Task requirements → Count the lines in the items below that contain the string "texture", treating uppercase and lowercase as different. Give only the number.

Provided records →
* * * *
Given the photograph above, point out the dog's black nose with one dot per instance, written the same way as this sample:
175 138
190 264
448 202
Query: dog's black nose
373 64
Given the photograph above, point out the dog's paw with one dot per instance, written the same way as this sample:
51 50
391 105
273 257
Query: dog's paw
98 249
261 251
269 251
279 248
* * * *
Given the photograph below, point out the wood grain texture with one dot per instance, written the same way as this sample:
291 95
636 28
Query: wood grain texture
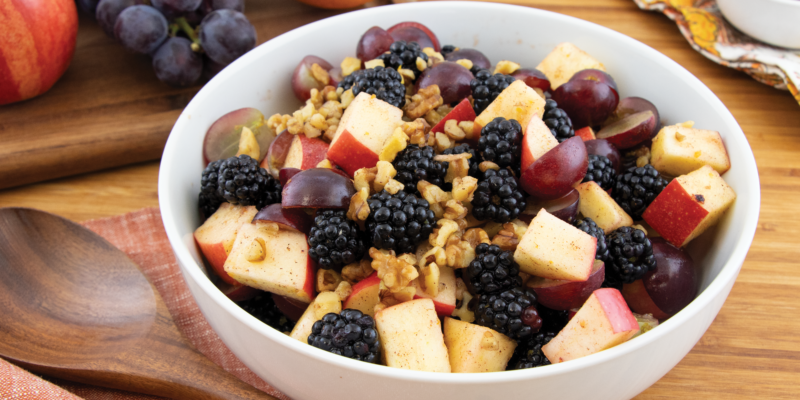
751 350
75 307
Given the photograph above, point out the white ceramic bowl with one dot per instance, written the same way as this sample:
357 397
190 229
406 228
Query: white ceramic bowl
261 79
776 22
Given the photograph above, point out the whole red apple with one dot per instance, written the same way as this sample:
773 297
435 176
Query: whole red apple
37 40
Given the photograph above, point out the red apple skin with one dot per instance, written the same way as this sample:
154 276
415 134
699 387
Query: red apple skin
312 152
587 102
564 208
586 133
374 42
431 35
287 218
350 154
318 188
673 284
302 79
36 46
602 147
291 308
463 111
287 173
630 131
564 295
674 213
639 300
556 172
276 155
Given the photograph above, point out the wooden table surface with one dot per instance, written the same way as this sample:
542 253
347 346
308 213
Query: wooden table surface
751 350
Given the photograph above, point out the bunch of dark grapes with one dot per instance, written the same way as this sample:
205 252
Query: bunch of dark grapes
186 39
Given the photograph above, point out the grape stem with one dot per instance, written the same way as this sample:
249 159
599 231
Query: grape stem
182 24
* * * *
The answer → 2